_Consigne écrite A_
Dites si chacune des affirmations suivantes concorde avec l'extrait sur le film « Girl » : (i) le film est sorti en 2018 ; (ii) Lara veut servir d'exemple ; (iii) Lara va à la douche commune avec ses partenaires de danse. Répondez par oui ou par non et citez les mots de l'extrait qui tranchent.

++++ Extrait du texte ++++

Réalisé par Lukas Dhont et sorti en 2018, "Girl" raconte l'histoire de Lara, une adolescente née garçon qui entame un traitement hormonal pour devenir fille. Au travers de son synopsis, le film belgo-néerlandais convoque un ensemble de références cinématographiques, pour un sujet - la transidentité - déjà sérieusement abordé au cinéma. Je pense au très beau film de Xavier Dolan "Laurence Anyways", qui pousse la réflexion sur la thématique à un degré extrêmement poussé et fait désormais office de référence.
Mais "Girl" est plus complexe, plus intime, moins revendicateur. Il fond ce sujet on ne peut plus politique dans un moule intimiste. Lara le dit elle-même, elle ne veut pas être un exemple pour celles et ceux qui ne seraient pas nés, qui ne seraient pas tels qu'ils sont. Comment le pourrait-elle d'ailleurs ? Elle qui cache son pénis sous du ruban adhésif, qui se prive de relations amoureuses, qui ne va pas à la douche commune avec ses partenaires de danse...

++++

_Consigne écrite B_
Extrayez des lignes ci-dessous chacune de celles qui contiennent la chaîne « front », en respectant la casse.

++++ Lignes fournies ++++

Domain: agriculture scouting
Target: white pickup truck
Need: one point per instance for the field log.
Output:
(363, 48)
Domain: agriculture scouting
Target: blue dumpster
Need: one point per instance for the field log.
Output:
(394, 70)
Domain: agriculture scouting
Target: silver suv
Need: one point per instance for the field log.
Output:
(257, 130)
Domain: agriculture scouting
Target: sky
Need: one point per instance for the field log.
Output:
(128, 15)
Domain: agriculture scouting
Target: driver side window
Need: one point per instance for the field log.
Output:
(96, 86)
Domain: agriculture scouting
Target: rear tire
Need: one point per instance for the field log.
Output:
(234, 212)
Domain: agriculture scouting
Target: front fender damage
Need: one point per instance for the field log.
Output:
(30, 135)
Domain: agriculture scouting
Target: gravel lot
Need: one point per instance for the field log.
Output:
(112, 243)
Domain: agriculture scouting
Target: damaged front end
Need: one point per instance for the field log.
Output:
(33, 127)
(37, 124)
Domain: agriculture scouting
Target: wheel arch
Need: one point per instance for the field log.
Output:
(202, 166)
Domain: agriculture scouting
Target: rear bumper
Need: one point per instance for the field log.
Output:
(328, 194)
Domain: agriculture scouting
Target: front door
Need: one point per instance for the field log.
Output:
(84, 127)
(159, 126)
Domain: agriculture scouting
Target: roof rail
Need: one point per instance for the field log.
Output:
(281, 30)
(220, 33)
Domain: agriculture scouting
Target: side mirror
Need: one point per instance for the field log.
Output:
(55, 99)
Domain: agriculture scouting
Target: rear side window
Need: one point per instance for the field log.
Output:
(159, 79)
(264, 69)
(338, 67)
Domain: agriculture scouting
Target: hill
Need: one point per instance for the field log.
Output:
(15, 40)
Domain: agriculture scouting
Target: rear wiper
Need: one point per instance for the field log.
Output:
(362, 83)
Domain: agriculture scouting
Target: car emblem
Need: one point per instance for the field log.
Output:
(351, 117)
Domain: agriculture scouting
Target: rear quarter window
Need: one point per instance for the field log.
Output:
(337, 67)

++++

_Réponse complète A_
(i) Oui : « sorti en 2018 ».
(ii) Non : « elle ne veut pas être un exemple ».
(iii) Non : « qui ne va pas à la douche commune avec ses partenaires de danse ».

_Réponse complète B_
Target: front fender damage
Target: damaged front end
Target: front door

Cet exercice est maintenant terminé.